Answer these questions about the pull request thread below.
(a) What are the four stages of the planned pipeline, in order?
(b) Which package did infotroph ask to have replaced, and what approach did infotroph want instead?
(c) In what column order does the aligned data frame come back, according to divine7022's comment?

### Given passage:

──────────

Refactor the baseline Validation Pipeline to align with GSoC Architecture by ayushman1210 · Pull Request #4017 · PecanProject/pecan

ayushman1210 · 2026-05-31T10:22:51Z

This issue tracks the follow-up changes required for the dataframe-first validation framework introduced in PR #3892 aligning it with the architecture outlined in my GSoC 2026 workplan

Planned Changes

Modular 4-Stage Pipeline: Refactor the monolithic run_benchmark() entry point into a flexible 4-stage pipeline: Validate -> Align -> Compute -> Plot.
Base R / dplyr Integration: Replace the existing naive alignment logic with robust base R operations (exp findInterval) and dplyr for spatial and temporal alignment, ensuring high performance while removing external dependencies
BETYdb Decoupling: Ensure that the pipeline is completely independent of BETYdb IDs, relying solely on standard variable names and tabular data structures.
Generalized Metrics: Expand the metric computation (RMSE, MAE, R2, correlation) to ensure they operate cleanly on the aligned data frames, independent of legacy database structures.

Context

PR #3892 established the baseline dataframe-first concept. The changes tracked in this issue will evolve it into the generalized, high-performance toolkit planned for Phase 2 of my GSoC project.

…est data

…rics/plot_time_series, update tests

…_time_series

infotroph · 2026-06-05T12:42:14Z

data.table Integration: Replace the existing naive alignment logic with high-performance data.table operations

Please convert this to a dplyr or base R approach. data.table is a good package that lots of people use happily, but it is not widely used in PEcAn and its syntax is confusing to folks who don't know it already.

divine7022

overall it's in good shape, I dropped inline for thing I'd want a look at before merge

divine7022 · 2026-06-11T13:03:28Z

+      numer <- sum((dat$obs - mean(dat$obs, na.rm=T)) * (dat$model - mean(dat$model, na.rm=T)), na.rm=T)
+      denom <- sqrt(sum((dat$obs - mean(dat$obs, na.rm=T))^2, na.rm=T)) * sqrt(sum((dat$model - mean(dat$model, na.rm=T))^2, na.rm=T))
+      (numer / denom)^2
+    }


aligned dataframe returns c("time", "model", "obs") but the convention in this module is c("model", "obvs", "time") and read by every metric. any reason align_by_time doesn't follow it ?

──────────

### Raw data:
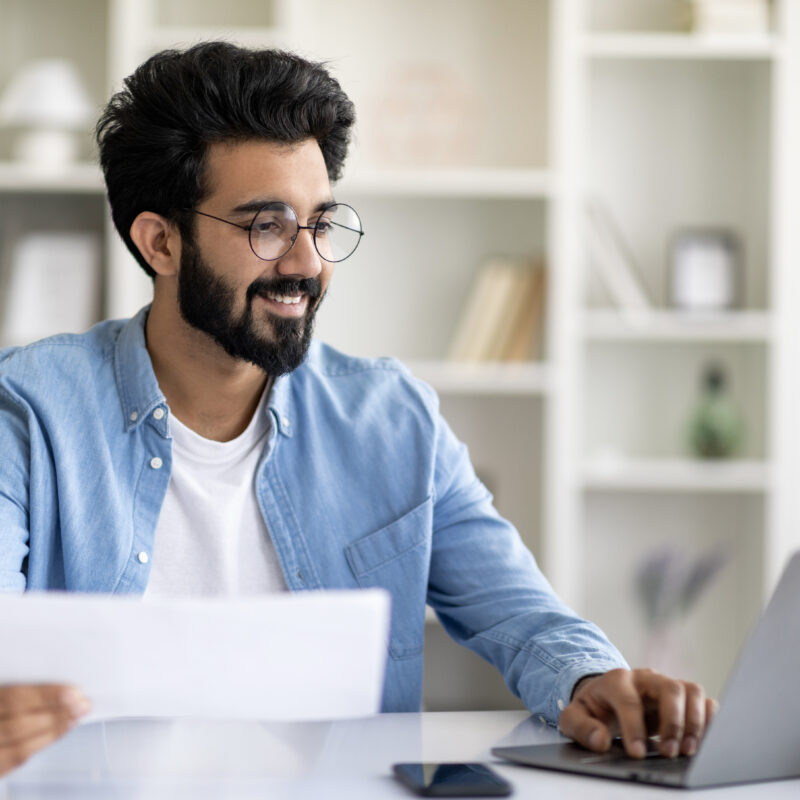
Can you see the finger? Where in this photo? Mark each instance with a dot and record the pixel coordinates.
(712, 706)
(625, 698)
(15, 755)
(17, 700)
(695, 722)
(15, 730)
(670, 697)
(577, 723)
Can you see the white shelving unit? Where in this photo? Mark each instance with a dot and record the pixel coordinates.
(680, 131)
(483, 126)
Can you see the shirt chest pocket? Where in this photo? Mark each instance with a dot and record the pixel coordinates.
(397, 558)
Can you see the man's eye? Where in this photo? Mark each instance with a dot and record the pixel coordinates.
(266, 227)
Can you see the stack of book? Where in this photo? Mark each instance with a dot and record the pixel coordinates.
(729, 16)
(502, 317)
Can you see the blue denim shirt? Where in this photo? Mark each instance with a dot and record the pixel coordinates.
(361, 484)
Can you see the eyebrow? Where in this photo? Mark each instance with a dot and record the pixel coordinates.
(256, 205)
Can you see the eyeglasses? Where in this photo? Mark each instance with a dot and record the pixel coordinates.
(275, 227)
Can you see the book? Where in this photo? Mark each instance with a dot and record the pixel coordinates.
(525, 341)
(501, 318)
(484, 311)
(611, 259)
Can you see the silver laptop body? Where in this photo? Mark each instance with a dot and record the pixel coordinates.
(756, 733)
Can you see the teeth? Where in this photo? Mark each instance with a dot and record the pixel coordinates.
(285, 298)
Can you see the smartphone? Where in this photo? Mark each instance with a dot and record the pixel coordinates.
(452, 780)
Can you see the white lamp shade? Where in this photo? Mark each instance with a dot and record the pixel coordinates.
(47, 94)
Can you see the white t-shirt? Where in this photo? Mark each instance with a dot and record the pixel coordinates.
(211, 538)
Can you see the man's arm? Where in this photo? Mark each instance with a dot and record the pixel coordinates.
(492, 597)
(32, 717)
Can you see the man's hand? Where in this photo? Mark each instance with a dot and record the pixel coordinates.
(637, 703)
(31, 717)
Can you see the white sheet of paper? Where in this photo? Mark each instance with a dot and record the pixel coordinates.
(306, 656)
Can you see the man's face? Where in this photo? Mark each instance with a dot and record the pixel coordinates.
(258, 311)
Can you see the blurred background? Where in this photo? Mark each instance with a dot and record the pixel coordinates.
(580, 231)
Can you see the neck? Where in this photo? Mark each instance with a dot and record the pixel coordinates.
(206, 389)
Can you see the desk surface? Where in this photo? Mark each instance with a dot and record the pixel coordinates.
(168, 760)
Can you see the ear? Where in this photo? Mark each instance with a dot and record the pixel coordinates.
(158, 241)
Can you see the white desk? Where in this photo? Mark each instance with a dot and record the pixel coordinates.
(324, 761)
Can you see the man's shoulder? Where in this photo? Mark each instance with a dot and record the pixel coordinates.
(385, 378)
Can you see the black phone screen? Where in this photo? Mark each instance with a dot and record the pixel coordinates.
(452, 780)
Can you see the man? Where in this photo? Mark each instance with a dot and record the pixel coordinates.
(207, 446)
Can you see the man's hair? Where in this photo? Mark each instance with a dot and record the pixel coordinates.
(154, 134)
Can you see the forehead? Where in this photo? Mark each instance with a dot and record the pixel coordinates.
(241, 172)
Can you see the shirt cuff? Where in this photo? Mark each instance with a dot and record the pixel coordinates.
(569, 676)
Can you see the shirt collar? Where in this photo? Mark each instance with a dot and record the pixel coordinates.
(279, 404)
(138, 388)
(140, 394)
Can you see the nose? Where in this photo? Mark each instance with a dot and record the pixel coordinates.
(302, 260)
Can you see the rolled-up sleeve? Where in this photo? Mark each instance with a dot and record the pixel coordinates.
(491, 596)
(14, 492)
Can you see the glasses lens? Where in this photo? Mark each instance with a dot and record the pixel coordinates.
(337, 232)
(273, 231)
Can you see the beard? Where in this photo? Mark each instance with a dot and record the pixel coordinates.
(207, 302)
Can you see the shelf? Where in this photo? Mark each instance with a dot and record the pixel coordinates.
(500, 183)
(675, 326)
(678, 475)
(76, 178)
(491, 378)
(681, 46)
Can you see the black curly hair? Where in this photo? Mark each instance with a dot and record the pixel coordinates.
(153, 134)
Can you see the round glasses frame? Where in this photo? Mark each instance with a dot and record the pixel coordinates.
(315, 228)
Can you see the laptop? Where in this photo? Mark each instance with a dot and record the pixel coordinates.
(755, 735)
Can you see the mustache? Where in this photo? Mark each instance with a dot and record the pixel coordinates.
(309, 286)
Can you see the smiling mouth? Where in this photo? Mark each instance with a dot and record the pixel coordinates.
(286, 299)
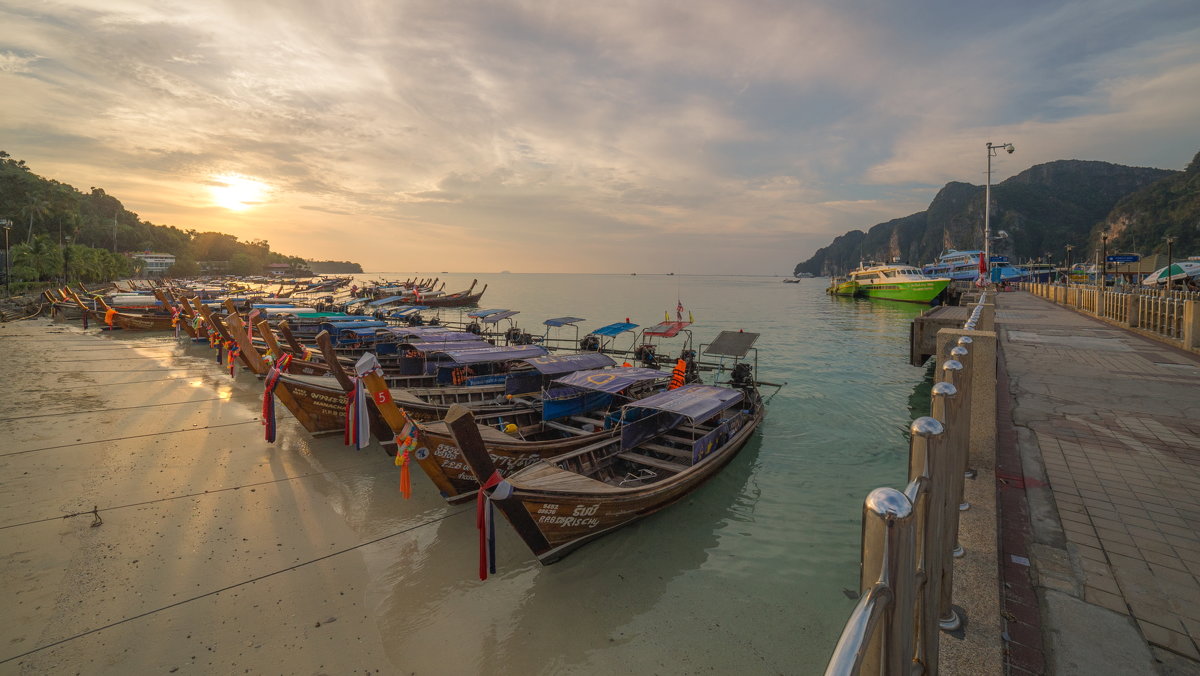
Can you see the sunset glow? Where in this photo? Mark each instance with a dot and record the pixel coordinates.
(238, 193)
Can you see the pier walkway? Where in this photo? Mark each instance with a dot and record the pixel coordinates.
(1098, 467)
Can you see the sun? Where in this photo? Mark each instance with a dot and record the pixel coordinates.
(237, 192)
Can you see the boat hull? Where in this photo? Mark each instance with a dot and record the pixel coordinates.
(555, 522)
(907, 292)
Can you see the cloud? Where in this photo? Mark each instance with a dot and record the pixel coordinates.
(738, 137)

──────────

### Task solution:
(a) Validate, Align, Compute, Plot.
(b) data.table; infotroph asked for a dplyr or base R approach instead.
(c) c("time", "model", "obs").